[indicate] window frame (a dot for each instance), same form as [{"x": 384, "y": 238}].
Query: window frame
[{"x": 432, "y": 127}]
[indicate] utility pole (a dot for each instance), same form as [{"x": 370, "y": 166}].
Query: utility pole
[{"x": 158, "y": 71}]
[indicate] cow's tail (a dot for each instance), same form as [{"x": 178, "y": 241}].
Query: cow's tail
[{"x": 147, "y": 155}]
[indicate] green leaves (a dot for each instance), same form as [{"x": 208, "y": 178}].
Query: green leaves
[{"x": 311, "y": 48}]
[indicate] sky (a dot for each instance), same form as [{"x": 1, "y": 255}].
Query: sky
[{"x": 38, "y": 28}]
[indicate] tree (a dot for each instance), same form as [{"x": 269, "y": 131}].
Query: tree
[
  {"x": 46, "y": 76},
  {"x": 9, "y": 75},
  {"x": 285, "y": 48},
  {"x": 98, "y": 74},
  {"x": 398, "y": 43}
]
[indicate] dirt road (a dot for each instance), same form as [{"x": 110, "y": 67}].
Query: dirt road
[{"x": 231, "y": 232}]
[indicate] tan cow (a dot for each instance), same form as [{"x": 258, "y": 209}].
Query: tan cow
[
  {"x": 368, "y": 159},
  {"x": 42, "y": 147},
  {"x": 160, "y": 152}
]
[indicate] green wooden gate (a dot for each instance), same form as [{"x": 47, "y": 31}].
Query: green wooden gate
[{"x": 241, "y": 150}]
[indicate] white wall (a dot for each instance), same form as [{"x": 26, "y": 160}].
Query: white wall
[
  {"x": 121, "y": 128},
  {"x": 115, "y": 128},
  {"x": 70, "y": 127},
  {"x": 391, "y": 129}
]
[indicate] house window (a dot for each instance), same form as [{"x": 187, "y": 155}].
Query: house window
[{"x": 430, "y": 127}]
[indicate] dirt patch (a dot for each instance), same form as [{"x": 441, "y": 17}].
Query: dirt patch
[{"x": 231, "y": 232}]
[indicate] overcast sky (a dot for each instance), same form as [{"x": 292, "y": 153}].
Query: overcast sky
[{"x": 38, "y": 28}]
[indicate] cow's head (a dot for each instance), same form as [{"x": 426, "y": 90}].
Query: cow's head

Task item: Repeat back the data above, exact to the last character.

Completed exercise:
[indicate] window frame (a dot for each instance), same form as [{"x": 384, "y": 238}].
Query: window frame
[{"x": 432, "y": 127}]
[indicate] utility pole (a dot for each instance), same form as [{"x": 370, "y": 166}].
Query: utility pole
[{"x": 158, "y": 71}]
[indicate] cow's tail (a dot for each instance), same form as [{"x": 178, "y": 241}].
Query: cow's tail
[{"x": 147, "y": 155}]
[indicate] green leaves (a dot for each instance), same form as [{"x": 208, "y": 178}].
Query: green leaves
[{"x": 311, "y": 48}]
[indicate] sky (a dot for each instance), same form as [{"x": 1, "y": 255}].
Query: sky
[{"x": 38, "y": 28}]
[indicate] tree (a dot for each instance), same form as [{"x": 269, "y": 131}].
Query: tree
[
  {"x": 46, "y": 76},
  {"x": 9, "y": 75},
  {"x": 285, "y": 48},
  {"x": 98, "y": 74},
  {"x": 398, "y": 43}
]
[indicate] dirt road (a dot for each instance), same form as [{"x": 110, "y": 67}].
Query: dirt road
[{"x": 231, "y": 232}]
[indicate] tan cow (a dot for each instance), same form as [{"x": 258, "y": 209}].
Query: tan cow
[
  {"x": 368, "y": 159},
  {"x": 42, "y": 147},
  {"x": 160, "y": 152}
]
[indicate] green wooden gate (a dot for each instance), same form as [{"x": 47, "y": 31}].
Query: green wooden gate
[{"x": 241, "y": 150}]
[indicate] white wall (a dot for each instance), same form as [{"x": 26, "y": 160}].
Query: white wall
[
  {"x": 121, "y": 128},
  {"x": 115, "y": 128},
  {"x": 70, "y": 127},
  {"x": 391, "y": 129}
]
[indicate] house window (a dot for each instance), same form as [{"x": 187, "y": 155}].
Query: house window
[{"x": 430, "y": 127}]
[indicate] dirt patch (a dot for each instance), same form as [{"x": 441, "y": 17}].
Query: dirt patch
[{"x": 231, "y": 232}]
[indicate] overcast sky (a dot for each instance), same form as [{"x": 292, "y": 153}].
Query: overcast sky
[{"x": 38, "y": 28}]
[indicate] cow's head (a dot for each instance), same form as [{"x": 426, "y": 90}].
Query: cow's head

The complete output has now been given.